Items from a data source
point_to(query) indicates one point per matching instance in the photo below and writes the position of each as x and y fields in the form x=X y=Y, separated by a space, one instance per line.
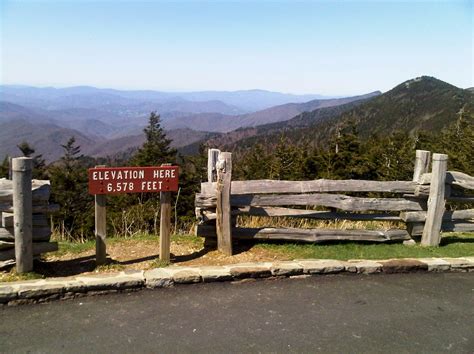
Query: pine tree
x=69 y=189
x=156 y=150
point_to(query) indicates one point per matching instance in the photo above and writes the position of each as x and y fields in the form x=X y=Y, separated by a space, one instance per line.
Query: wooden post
x=436 y=202
x=23 y=213
x=100 y=228
x=223 y=219
x=165 y=226
x=165 y=223
x=422 y=164
x=10 y=168
x=212 y=156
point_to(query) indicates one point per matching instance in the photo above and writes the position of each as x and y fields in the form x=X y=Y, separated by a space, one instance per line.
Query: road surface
x=415 y=313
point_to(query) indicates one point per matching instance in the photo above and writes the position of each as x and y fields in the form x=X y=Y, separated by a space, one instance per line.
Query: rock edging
x=42 y=290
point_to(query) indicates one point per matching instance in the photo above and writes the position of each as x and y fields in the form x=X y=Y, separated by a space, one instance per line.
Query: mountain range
x=107 y=122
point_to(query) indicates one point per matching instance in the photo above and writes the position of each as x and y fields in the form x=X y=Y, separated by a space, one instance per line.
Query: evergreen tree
x=69 y=189
x=156 y=150
x=39 y=164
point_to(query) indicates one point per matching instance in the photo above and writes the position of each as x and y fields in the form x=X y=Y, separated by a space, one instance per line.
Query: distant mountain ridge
x=421 y=104
x=221 y=123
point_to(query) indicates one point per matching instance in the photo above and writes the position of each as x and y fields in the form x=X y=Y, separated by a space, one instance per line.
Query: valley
x=108 y=122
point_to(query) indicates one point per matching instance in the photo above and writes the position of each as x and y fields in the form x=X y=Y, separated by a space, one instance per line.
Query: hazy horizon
x=338 y=48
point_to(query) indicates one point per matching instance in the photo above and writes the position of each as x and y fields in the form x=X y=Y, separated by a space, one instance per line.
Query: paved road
x=413 y=313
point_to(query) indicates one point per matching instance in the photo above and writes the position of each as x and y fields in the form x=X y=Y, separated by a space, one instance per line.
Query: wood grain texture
x=422 y=164
x=210 y=214
x=212 y=156
x=38 y=248
x=22 y=213
x=436 y=202
x=316 y=186
x=455 y=178
x=165 y=226
x=223 y=203
x=420 y=216
x=446 y=226
x=100 y=229
x=39 y=234
x=37 y=220
x=308 y=235
x=41 y=190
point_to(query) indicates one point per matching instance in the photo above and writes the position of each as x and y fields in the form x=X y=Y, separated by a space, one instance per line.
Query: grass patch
x=452 y=245
x=158 y=263
x=12 y=275
x=68 y=247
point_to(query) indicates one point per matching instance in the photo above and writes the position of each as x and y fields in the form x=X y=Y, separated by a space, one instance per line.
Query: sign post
x=119 y=180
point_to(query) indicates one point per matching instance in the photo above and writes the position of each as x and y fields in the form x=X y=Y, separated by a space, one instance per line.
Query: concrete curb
x=43 y=290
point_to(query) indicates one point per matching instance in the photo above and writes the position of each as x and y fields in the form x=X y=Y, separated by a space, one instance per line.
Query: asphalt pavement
x=395 y=313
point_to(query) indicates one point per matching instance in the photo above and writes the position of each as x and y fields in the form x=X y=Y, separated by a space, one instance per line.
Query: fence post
x=165 y=224
x=223 y=220
x=436 y=201
x=23 y=213
x=100 y=227
x=422 y=164
x=212 y=156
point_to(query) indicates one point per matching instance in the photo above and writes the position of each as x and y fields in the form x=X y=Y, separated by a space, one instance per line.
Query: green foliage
x=75 y=219
x=5 y=167
x=39 y=164
x=156 y=150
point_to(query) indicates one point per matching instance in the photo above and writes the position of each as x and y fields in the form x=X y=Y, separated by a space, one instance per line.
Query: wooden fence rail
x=420 y=204
x=24 y=226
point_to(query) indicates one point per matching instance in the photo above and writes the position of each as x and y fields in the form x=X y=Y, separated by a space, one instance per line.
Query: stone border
x=43 y=290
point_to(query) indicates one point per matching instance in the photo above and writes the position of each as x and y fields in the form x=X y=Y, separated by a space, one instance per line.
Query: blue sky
x=325 y=47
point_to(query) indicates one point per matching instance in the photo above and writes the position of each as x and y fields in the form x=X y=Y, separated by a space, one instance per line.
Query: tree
x=69 y=189
x=26 y=149
x=156 y=150
x=39 y=164
x=5 y=167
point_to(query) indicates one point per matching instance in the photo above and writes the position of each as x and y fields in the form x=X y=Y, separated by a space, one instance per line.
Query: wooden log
x=37 y=220
x=165 y=226
x=41 y=190
x=452 y=177
x=209 y=214
x=37 y=208
x=212 y=156
x=420 y=216
x=39 y=234
x=224 y=218
x=422 y=164
x=337 y=201
x=100 y=229
x=22 y=210
x=446 y=226
x=37 y=249
x=319 y=186
x=308 y=235
x=436 y=202
x=6 y=245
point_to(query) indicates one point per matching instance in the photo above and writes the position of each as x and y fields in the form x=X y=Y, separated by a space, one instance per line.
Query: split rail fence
x=24 y=209
x=428 y=205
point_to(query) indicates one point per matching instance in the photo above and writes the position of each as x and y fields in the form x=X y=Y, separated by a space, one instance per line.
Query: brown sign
x=115 y=180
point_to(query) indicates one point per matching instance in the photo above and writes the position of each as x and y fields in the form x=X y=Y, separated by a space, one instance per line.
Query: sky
x=323 y=47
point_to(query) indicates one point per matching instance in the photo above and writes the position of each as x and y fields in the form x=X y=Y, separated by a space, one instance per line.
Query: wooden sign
x=115 y=180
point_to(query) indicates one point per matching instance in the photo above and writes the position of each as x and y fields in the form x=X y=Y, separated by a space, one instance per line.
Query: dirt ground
x=144 y=254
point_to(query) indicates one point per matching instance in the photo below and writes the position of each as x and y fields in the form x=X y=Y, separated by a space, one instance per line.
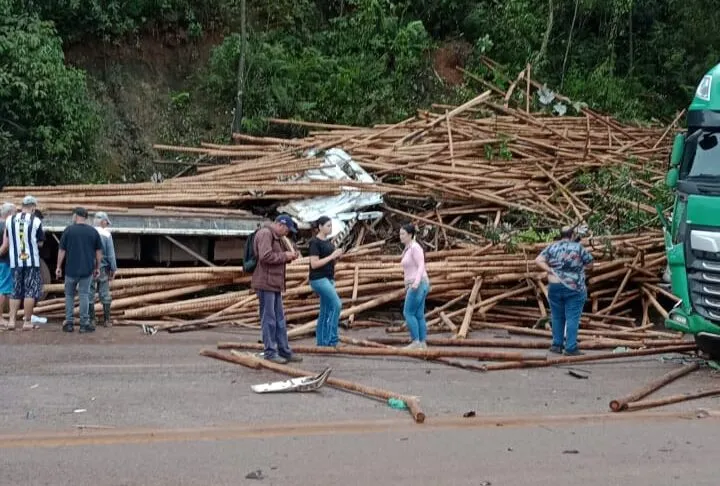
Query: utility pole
x=238 y=114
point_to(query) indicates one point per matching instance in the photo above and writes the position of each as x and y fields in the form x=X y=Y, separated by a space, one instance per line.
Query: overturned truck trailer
x=150 y=237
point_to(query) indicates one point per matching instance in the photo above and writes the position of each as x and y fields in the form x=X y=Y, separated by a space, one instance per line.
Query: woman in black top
x=322 y=280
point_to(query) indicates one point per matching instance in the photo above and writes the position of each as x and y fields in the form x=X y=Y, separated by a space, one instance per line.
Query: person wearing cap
x=565 y=262
x=6 y=285
x=81 y=251
x=101 y=285
x=22 y=239
x=268 y=281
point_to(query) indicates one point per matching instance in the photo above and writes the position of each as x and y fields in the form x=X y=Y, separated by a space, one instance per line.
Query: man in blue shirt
x=6 y=283
x=81 y=250
x=22 y=240
x=108 y=267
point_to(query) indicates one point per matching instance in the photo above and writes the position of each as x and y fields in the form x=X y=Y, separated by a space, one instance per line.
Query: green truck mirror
x=663 y=220
x=678 y=148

◆ **Exercise aim**: Output nothing but the line containing "Query: man in blue shirt" and each line after it in the entries above, exactly as written.

◆ **Answer for this exercise**:
Query: man in blue shirt
x=6 y=283
x=81 y=250
x=22 y=240
x=108 y=267
point_to(query) indicates one point per matching instance in the photo above and writes the position of each as x and y fields in the form x=X y=Y, separated by a space, one instance per line.
Query: green truck mirror
x=663 y=220
x=678 y=148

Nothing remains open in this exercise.